START RECORDED INFORMATION
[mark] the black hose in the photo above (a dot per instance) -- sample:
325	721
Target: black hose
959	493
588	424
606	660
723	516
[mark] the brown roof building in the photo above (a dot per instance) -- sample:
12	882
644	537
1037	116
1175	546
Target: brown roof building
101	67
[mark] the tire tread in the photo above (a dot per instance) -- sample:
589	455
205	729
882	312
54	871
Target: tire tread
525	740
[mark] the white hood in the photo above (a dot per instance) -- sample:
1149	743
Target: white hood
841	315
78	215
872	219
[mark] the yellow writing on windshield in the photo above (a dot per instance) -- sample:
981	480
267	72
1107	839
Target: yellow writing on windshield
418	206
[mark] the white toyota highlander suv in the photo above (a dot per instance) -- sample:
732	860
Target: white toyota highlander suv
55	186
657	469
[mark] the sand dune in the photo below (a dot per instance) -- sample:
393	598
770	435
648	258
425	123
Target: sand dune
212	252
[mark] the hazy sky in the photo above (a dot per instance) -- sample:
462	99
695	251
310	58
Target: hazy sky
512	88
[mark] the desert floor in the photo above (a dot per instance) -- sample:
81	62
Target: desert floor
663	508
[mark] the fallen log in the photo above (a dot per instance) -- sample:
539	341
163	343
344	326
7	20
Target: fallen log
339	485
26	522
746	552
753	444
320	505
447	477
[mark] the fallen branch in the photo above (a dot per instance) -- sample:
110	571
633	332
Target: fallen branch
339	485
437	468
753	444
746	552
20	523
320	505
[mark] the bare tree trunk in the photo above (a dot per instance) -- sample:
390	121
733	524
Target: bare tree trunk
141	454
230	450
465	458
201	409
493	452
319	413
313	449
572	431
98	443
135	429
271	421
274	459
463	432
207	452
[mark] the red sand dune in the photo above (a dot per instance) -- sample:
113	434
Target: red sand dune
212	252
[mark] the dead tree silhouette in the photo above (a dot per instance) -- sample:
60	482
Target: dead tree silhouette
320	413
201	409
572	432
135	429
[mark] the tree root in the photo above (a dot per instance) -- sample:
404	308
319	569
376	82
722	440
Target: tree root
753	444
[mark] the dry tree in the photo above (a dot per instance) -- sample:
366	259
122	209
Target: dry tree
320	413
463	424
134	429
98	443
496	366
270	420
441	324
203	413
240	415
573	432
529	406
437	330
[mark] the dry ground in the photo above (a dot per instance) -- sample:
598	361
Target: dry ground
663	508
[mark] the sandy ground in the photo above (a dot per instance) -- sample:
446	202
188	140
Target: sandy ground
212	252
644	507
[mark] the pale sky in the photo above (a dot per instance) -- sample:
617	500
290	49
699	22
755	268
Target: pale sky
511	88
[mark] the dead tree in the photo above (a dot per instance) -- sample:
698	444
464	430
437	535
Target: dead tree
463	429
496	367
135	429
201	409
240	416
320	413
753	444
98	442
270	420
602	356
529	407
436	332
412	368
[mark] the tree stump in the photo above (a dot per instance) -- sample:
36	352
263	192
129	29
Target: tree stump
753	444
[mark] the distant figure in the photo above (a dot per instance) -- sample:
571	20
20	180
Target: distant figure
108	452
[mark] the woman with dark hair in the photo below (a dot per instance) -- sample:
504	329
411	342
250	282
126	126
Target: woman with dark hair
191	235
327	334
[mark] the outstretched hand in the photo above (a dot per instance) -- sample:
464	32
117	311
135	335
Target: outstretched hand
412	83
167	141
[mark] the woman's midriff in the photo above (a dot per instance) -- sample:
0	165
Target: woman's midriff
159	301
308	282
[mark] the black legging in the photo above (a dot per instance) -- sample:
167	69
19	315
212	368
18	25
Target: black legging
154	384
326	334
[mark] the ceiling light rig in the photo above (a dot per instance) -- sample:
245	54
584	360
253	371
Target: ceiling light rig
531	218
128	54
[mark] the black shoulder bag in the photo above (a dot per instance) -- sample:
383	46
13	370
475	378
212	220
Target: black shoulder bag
END RECORDED INFORMATION
» **WHAT YOU ARE ASKED TO DO**
Everything from the line containing "[mark] the ceiling" through the final line of the entries is to be written out exactly. No other lines belong in the answer.

» **FINISHED TASK**
[mark] the ceiling light rig in the photo above (a dot per instance) -- sample:
245	54
584	360
253	371
Target: ceiling light rig
531	218
128	54
[mark] the black shoulder bag in the photo above (a dot per instance) -- sample:
383	46
13	370
475	378
212	220
Target: black shoulder bag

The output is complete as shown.